--- Objective ---
Reproduce each of the records below word for word.

--- Data excerpts ---
'''

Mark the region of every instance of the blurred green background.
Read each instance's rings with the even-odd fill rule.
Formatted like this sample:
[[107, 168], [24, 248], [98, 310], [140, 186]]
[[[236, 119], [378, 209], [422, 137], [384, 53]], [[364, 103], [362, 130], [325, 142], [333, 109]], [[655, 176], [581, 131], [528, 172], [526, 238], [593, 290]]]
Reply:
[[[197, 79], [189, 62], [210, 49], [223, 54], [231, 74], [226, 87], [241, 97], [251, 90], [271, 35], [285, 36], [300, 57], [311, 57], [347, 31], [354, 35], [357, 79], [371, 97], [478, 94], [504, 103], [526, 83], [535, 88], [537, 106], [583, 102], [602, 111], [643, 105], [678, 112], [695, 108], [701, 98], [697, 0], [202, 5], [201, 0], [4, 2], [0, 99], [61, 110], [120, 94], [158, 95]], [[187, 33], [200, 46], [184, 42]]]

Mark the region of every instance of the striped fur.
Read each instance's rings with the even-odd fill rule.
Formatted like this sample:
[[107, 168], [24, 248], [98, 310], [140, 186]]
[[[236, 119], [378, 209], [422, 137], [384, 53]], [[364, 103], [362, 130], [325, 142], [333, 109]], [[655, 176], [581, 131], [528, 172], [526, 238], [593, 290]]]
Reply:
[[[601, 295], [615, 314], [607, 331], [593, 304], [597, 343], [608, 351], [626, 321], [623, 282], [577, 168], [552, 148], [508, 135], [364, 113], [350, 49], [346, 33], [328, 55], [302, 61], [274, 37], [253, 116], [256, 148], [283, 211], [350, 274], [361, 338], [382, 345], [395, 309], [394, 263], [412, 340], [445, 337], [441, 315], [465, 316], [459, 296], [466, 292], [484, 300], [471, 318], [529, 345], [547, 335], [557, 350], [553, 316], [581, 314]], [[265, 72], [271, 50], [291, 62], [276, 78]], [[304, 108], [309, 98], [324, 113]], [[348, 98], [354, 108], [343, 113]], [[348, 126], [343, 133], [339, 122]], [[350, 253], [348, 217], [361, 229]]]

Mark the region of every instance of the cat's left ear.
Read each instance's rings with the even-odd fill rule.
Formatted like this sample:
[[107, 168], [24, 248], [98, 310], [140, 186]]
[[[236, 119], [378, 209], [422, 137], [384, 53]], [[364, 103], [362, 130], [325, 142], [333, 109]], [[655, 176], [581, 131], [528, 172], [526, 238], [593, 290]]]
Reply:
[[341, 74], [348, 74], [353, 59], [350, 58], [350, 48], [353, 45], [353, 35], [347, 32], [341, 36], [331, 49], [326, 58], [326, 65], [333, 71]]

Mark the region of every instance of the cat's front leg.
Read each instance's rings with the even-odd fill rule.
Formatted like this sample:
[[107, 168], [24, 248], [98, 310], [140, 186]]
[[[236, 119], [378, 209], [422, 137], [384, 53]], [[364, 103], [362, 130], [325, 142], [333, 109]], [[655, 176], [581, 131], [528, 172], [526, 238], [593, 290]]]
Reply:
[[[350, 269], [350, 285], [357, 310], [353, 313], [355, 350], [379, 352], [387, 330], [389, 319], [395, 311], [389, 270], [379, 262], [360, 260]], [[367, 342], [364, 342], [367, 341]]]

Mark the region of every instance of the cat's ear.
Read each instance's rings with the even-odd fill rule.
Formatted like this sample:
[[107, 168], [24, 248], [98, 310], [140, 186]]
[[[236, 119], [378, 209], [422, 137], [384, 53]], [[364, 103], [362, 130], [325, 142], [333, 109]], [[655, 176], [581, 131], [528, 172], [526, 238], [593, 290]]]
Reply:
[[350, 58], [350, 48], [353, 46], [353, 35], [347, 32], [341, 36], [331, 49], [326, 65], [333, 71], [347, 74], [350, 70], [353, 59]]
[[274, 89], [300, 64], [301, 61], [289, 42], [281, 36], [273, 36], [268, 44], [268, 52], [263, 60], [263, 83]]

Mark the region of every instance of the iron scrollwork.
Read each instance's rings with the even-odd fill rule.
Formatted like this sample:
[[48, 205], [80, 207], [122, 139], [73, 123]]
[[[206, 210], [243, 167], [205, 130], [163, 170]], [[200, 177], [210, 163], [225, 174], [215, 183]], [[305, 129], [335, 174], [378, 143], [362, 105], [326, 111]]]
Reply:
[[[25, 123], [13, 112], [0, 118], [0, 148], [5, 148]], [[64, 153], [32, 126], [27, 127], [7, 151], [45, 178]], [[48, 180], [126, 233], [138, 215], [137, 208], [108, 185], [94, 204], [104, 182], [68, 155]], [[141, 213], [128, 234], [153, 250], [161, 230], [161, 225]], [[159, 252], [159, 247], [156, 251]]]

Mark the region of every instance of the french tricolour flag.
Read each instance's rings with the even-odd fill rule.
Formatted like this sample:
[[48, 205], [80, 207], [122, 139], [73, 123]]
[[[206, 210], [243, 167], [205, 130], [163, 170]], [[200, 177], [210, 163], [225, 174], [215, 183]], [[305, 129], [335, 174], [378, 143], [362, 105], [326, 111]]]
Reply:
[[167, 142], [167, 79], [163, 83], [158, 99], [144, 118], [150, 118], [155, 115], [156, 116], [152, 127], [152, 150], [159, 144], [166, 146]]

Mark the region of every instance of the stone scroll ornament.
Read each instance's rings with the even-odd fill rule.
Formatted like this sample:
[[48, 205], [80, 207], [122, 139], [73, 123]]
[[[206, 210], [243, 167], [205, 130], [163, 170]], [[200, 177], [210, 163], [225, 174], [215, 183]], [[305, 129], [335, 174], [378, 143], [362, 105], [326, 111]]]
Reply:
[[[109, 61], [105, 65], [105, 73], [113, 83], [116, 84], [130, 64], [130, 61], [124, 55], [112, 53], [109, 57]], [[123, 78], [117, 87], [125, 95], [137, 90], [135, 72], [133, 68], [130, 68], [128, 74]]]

'''

--- Correct result ---
Mark the region of every instance of the blurred green background.
Read each instance's rings with the even-odd fill rule.
Formatted like this sample:
[[107, 168], [24, 248], [98, 310], [140, 186]]
[[[236, 119], [378, 209], [422, 137], [384, 53]], [[364, 103], [362, 130], [325, 142], [333, 109]], [[655, 176], [581, 131], [528, 172], [526, 238], [593, 290]]]
Reply:
[[[197, 79], [189, 62], [210, 49], [223, 54], [231, 74], [226, 87], [241, 97], [251, 90], [271, 35], [285, 36], [300, 57], [311, 57], [347, 31], [354, 35], [357, 79], [371, 97], [478, 94], [504, 103], [526, 83], [535, 88], [537, 106], [583, 102], [602, 111], [643, 105], [678, 112], [695, 108], [701, 98], [697, 0], [202, 5], [201, 0], [4, 2], [0, 99], [61, 110], [120, 94], [158, 95]], [[187, 33], [200, 46], [184, 42]]]

Mark the region of every instance of the striped fur.
Read each instance's rings with the even-odd fill rule.
Formatted like this sample:
[[107, 168], [24, 248], [98, 310], [140, 186]]
[[[236, 119], [378, 209], [422, 137], [384, 53]], [[364, 103], [362, 130], [325, 142], [333, 109]], [[655, 176], [581, 131], [528, 172], [526, 238], [593, 290]]]
Reply:
[[[601, 295], [615, 314], [607, 331], [593, 304], [597, 343], [608, 351], [626, 321], [623, 282], [577, 168], [552, 148], [508, 135], [364, 113], [350, 49], [346, 33], [328, 55], [302, 61], [274, 37], [253, 116], [256, 148], [283, 211], [350, 274], [361, 338], [382, 345], [395, 309], [394, 263], [412, 340], [445, 337], [441, 315], [465, 316], [459, 296], [466, 292], [484, 300], [471, 318], [529, 345], [547, 335], [557, 350], [553, 316], [581, 314]], [[265, 72], [271, 50], [291, 62], [276, 78]], [[304, 108], [309, 98], [324, 113]], [[348, 98], [354, 108], [343, 113]], [[348, 126], [343, 133], [339, 122]], [[350, 253], [348, 217], [361, 229]]]

Mark the region of every instance of the cat's left ear.
Read each instance's rings with the even-odd fill rule.
Formatted like this sample:
[[107, 168], [24, 248], [98, 310], [140, 186]]
[[[236, 119], [378, 209], [422, 137], [384, 53]], [[364, 103], [362, 130], [325, 142], [333, 109]], [[655, 176], [581, 131], [528, 172], [526, 238], [593, 290]]]
Reply:
[[341, 74], [348, 74], [353, 59], [350, 58], [350, 48], [353, 45], [353, 35], [347, 32], [341, 36], [331, 49], [326, 58], [326, 65], [333, 71]]

Mark the region of every instance of the cat's front leg.
Read each instance's rings with the even-odd fill rule.
Formatted like this sample:
[[107, 168], [24, 248], [98, 310], [140, 186]]
[[[236, 119], [378, 209], [422, 137], [384, 53]], [[364, 103], [362, 130], [325, 142], [333, 109]], [[655, 176], [581, 131], [528, 172], [526, 238], [593, 290]]]
Reply:
[[[350, 269], [350, 285], [357, 310], [353, 313], [355, 350], [379, 352], [387, 330], [389, 319], [395, 311], [389, 270], [379, 262], [360, 260]], [[367, 342], [364, 342], [367, 341]]]

Mark the region of every instance of the cat's ear.
Read each instance's rings with the even-odd fill rule.
Formatted like this sample:
[[107, 168], [24, 248], [98, 310], [140, 186]]
[[[236, 119], [378, 209], [422, 137], [384, 53]], [[364, 103], [362, 130], [325, 142], [333, 109]], [[655, 176], [581, 131], [528, 172], [526, 238], [593, 290]]]
Reply:
[[350, 58], [350, 48], [353, 46], [353, 35], [347, 32], [341, 36], [331, 49], [326, 65], [333, 71], [347, 74], [350, 70], [353, 59]]
[[274, 89], [300, 64], [301, 61], [289, 42], [281, 36], [273, 36], [268, 44], [268, 52], [263, 60], [263, 83]]

Mark the region of every instance of the iron scrollwork.
Read each instance's rings with the even-odd fill rule.
Formatted like this sample:
[[48, 205], [80, 207], [122, 139], [73, 123]]
[[[206, 210], [243, 167], [205, 130], [163, 170]], [[200, 177], [210, 163], [225, 174], [215, 183]], [[305, 129], [335, 174], [378, 143], [362, 105], [326, 111]]]
Reply:
[[[25, 123], [13, 112], [0, 118], [0, 148], [5, 148]], [[64, 153], [32, 126], [27, 127], [7, 151], [45, 178]], [[48, 180], [126, 233], [138, 215], [137, 208], [108, 185], [94, 204], [104, 182], [68, 155]], [[141, 213], [128, 234], [153, 250], [161, 230], [161, 225]], [[159, 252], [159, 247], [156, 251]]]

Mark the region of every instance of the french tricolour flag.
Read each instance's rings with the even-odd fill rule.
Formatted like this sample:
[[48, 205], [80, 207], [122, 139], [73, 123]]
[[[206, 210], [243, 167], [205, 130], [163, 170]], [[200, 177], [210, 163], [225, 174], [215, 183]], [[305, 129], [335, 174], [378, 143], [362, 105], [326, 111]]]
Reply:
[[167, 142], [167, 79], [163, 83], [158, 99], [144, 118], [150, 118], [155, 115], [156, 116], [152, 127], [152, 150], [159, 144], [166, 146]]

Mark the region of every instance of the stone scroll ornament.
Read each instance's rings with the even-odd fill rule.
Formatted like this sample:
[[48, 205], [80, 207], [122, 139], [73, 123]]
[[[206, 210], [243, 167], [205, 130], [163, 170]], [[200, 177], [210, 163], [225, 174], [215, 183]], [[305, 129], [335, 174], [378, 143], [362, 105], [326, 111]]]
Reply:
[[[109, 61], [105, 65], [105, 73], [113, 83], [116, 84], [130, 64], [130, 61], [124, 55], [112, 53], [109, 57]], [[123, 78], [117, 87], [125, 95], [137, 90], [135, 72], [133, 68], [130, 68], [128, 74]]]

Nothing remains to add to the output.